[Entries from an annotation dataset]
────────────────────

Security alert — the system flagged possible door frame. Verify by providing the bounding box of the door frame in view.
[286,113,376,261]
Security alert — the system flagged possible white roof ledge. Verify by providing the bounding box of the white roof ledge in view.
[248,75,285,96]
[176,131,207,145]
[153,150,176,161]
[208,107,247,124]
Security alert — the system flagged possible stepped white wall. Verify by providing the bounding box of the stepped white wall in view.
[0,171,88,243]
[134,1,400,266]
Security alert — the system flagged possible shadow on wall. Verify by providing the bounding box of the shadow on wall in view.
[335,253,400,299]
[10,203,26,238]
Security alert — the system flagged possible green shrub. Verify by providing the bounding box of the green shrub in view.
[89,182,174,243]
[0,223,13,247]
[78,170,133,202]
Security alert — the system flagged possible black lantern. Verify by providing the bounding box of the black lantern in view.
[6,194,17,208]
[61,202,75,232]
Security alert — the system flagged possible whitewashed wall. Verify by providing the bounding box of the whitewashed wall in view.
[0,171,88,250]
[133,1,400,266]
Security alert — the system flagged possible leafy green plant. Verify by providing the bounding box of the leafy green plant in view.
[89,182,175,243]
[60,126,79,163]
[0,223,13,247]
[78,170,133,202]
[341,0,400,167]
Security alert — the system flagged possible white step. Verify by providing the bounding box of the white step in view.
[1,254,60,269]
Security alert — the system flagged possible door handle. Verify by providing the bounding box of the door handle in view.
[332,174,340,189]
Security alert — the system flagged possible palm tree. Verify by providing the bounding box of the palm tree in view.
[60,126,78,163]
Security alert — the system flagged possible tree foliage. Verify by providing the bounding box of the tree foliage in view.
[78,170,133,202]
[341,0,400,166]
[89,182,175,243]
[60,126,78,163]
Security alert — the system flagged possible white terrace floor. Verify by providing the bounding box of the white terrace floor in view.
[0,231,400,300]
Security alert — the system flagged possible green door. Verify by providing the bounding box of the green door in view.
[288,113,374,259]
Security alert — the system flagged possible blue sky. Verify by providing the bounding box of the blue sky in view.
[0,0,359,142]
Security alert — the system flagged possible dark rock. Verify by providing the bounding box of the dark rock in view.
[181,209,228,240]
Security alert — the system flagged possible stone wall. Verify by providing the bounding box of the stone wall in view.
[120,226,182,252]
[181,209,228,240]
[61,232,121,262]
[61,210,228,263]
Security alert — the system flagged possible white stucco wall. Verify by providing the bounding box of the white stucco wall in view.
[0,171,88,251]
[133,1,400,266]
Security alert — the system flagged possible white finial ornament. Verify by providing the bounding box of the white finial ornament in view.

────────────────────

## Work to complete
Collect every line of the items above that contains the word "wall", and list those lines in their original order.

## Answer for this exercise
Security alert — the system flagged possible stepped white wall. Verify by providing the bounding box of the stepped white wall in view.
Security alert — the system flagged possible shadow on wall. Verify by providing the bounding box of the shadow on wall in view.
Security alert — the system flagged possible whitewashed wall. Verify by providing the bounding box of the whitewashed wall in view.
Security alert — the system flagged possible stone wall. Verify by providing the bounding box of the stone wall in view.
Security alert — the system flagged possible white stucco wall. Verify by providing the bounding box of the white stucco wall in view.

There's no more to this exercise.